SOURCE EXTRACT
'''

Mohamed Al Hakim (right) holds a press conference with Mohammad Javad Zarif in Baghdad on Sunday. Associated Press
Iraqi leaders have warned of the risks of war during a visit by Iranian Foreign Minister Mohammad Javad Zarif, whose country is locked in a tense standoff with the United States.
Zarif’s visit to neighbouring Iraq − which is caught in the middle of its two allies, the US and Iran − follows a decision by Washington to deploy 1,500 additional troops to the Middle East.
“We are currently repelling all the efforts of war against Iran, whether economic or military,” Zarif said at a joint press conference with his Iraqi counterpart Mohammed Ali Al Hakim.
“We will face them with strength and we will resist,” he added.
Iraqi Prime Minister Adel Abdel Mahdi warned of the “danger of a war” during a meeting with Zarif on Saturday night, his office said.
Abdel Mahdi pleaded for the “stability of the region and the upholding of the nuclear deal,” it said, referring to a 2015 agreement between Tehran and major powers.
Zarif called on European states to do more to preserve a nuclear agreement his country signed.
Zarif said Iran wanted to build balanced relations with its Gulf Arab neighbours and had proposed signing a non-aggression pact with them.
Iraq stands with Iran and is willing to act as an intermediary between its neighbour and the United States, Hakim said. Baghdad does not believe an “economic blockade” is fruitful, he added in a reference to US sanctions.
“We are saying very clearly and honestly that we oppose the unilateral actions taken by the United States. We stand with the Islamic Republic of Iran in its position,” Hakim said.

'''

TASK LIST
**A)** In the article on Zarif's visit to Iraq, repeat word for word the passage starting at "Zarif’s visit to" and ending at "his office said.".
**B)** Answer these questions from the article on Zarif's visit to Iraq:
(i) How many additional troops did Washington decide to deploy to the Middle East?
(ii) In what year was the agreement between Tehran and major powers signed?
(iii) What kind of pact did Iran propose signing with its Gulf Arab neighbors?
This listing has no connection to the article on Zarif's visit to Iraq.

Saved entries
'''

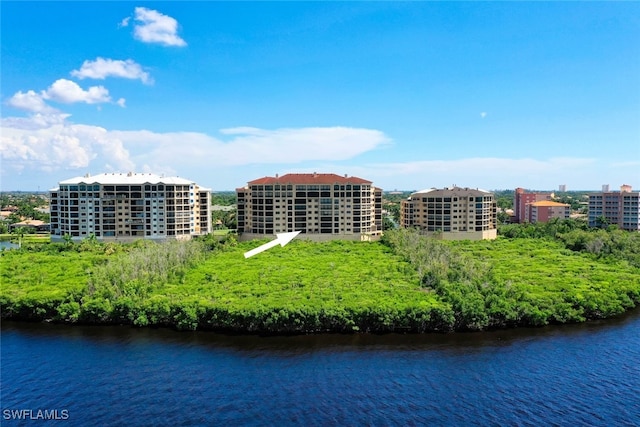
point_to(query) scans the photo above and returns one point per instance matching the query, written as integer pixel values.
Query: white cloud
(30, 101)
(67, 92)
(154, 27)
(50, 143)
(102, 68)
(484, 172)
(47, 143)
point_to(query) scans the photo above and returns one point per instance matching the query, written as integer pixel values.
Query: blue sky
(495, 95)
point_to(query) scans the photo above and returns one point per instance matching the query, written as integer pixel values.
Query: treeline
(576, 235)
(523, 281)
(407, 282)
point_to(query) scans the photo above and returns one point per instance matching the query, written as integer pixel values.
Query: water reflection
(309, 343)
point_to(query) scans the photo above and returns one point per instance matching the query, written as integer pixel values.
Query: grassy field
(406, 283)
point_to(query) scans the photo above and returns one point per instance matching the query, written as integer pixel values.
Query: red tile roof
(309, 178)
(548, 203)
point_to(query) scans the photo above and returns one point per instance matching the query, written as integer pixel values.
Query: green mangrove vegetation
(530, 276)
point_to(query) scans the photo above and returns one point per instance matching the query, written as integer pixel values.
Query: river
(576, 375)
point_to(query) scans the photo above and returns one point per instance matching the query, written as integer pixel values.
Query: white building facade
(129, 206)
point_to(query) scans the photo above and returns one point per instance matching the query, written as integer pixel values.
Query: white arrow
(281, 239)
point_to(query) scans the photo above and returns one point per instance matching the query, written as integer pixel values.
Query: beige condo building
(322, 206)
(129, 206)
(451, 213)
(621, 208)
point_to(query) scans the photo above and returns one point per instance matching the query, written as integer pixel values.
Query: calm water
(584, 375)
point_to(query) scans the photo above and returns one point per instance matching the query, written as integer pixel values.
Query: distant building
(522, 198)
(545, 210)
(126, 207)
(451, 213)
(621, 208)
(323, 206)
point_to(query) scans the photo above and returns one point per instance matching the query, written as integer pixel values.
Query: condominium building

'''

SOLVED PROBLEMS
**A)**
Zarif’s visit to neighbouring Iraq − which is caught in the middle of its two allies, the US and Iran − follows a decision by Washington to deploy 1,500 additional troops to the Middle East.
“We are currently repelling all the efforts of war against Iran, whether economic or military,” Zarif said at a joint press conference with his Iraqi counterpart Mohammed Ali Al Hakim.
“We will face them with strength and we will resist,” he added.
Iraqi Prime Minister Adel Abdel Mahdi warned of the “danger of a war” during a meeting with Zarif on Saturday night, his office said.

**B)**
(i) 1,500
(ii) 2015
(iii) A non-aggression pact